Next:  Reflections on the OCA, Autocephaly & the Future (4)

Reflections on the OCA, Autocephaly & the Future (2)

This is the 2nd blog in this series in which I am reflecting on  the Keynote Address of Metropolitan Jonah to the 2010 Canadian Archdiocesan Assembly regarding the Episcopal Assembly.  The first blog is Reflections on the OCA, Autocephaly & the Future (1).  I’m not going to repeat the Metropolitan’s entire address, but I will quote the specific portions of his speech which on which I’m offering my own reflections.  You can read the entire speech at the above mentioned link. 

In the previous blog I puzzled over what conciliarity means in the church today.  The Metropolitan has pointed it out as a special trait of the OCA’s tradition, and yet his recent announcement of his intent to move the OCA headquarters to Washington, DC, seems to have been a unilarteral decision on his part, with no consultation with the Metropolitan Council, the Chancery Staff, the Diocese of Washington, or perhaps even with his fellow bishops on the Synod.  If conciliarity implies some type of open discussion, discernment and then decision, it is hard to see this happening in these recent events.

I’ll turn to some other comments Metropolitan Jonah made in his Canadian speech.

•••

* _INSTRUCTIONS_:
1. According to the blog post, to what city does Metropolitan Jonah intend to move the OCA headquarters?
2. Print, word for word, the part of the entries that opens with the line containing "of the street" and continues through the last line of the entries.

Excerpts from point annotation data

•••

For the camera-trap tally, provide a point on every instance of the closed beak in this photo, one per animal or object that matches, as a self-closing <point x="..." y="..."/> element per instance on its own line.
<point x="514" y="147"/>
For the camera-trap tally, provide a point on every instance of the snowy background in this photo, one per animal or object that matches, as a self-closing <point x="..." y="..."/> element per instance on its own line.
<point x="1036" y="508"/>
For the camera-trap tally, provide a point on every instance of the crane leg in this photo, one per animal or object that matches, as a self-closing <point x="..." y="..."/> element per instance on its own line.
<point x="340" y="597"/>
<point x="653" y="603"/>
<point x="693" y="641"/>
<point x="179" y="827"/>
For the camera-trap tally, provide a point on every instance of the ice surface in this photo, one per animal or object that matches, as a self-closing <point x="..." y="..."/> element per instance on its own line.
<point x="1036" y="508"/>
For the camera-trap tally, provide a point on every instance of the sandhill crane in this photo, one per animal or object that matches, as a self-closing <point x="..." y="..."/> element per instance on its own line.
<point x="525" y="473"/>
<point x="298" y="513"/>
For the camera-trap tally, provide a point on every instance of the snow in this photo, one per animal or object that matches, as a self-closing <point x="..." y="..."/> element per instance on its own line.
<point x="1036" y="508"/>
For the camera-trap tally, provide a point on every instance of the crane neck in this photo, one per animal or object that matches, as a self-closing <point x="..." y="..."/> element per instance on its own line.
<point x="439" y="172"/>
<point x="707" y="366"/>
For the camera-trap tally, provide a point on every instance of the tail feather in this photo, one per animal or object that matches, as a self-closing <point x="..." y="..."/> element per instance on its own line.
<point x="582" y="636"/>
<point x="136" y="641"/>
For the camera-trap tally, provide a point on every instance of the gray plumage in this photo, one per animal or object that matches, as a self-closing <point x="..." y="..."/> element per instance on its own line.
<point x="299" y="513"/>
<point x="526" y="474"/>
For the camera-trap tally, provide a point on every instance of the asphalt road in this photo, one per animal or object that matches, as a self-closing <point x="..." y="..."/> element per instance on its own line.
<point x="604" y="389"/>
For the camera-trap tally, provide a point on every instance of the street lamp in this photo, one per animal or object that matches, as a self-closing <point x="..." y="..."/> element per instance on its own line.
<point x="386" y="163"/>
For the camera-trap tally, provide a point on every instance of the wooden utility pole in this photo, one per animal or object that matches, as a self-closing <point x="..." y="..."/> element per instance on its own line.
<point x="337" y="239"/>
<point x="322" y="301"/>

•••

* _IN RESPONSE_:
1. Washington, DC

2.
For the camera-trap tally, provide a point on every instance of the street lamp in this photo, one per animal or object that matches, as a self-closing <point x="..." y="..."/> element per instance on its own line.
<point x="386" y="163"/>
For the camera-trap tally, provide a point on every instance of the wooden utility pole in this photo, one per animal or object that matches, as a self-closing <point x="..." y="..."/> element per instance on its own line.
<point x="337" y="239"/>
<point x="322" y="301"/>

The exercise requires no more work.